**Exercise prompt**
Can you pull out all the lines below word for word, leaving the pictures out of your answer?

[Source records]
--

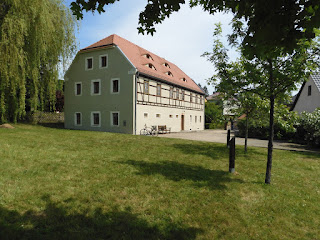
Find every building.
[291,74,320,113]
[65,35,205,134]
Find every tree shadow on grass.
[0,196,202,240]
[173,143,265,162]
[120,160,242,190]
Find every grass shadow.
[0,198,202,240]
[120,160,242,190]
[38,122,64,129]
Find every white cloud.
[70,0,239,93]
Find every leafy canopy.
[71,0,320,56]
[0,0,75,122]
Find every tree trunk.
[244,113,249,153]
[265,60,275,184]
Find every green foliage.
[71,0,320,58]
[296,108,320,146]
[205,102,225,129]
[0,0,75,122]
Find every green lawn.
[0,124,320,239]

--

**Solution to this exercise**
Find every building.
[291,74,320,113]
[65,35,205,134]
Find every tree shadow on grass.
[0,196,202,240]
[173,143,265,162]
[120,160,242,190]
Find every grass shadow.
[0,198,202,240]
[120,160,242,190]
[38,122,64,129]
Find every white cloud.
[70,0,239,93]
Find every leafy canopy.
[71,0,320,56]
[0,0,75,122]
Find every tree trunk.
[244,113,249,153]
[265,60,275,184]
Find every green foliage.
[71,0,320,58]
[296,108,320,146]
[205,102,225,129]
[0,0,75,122]
Find every green lawn.
[0,124,320,239]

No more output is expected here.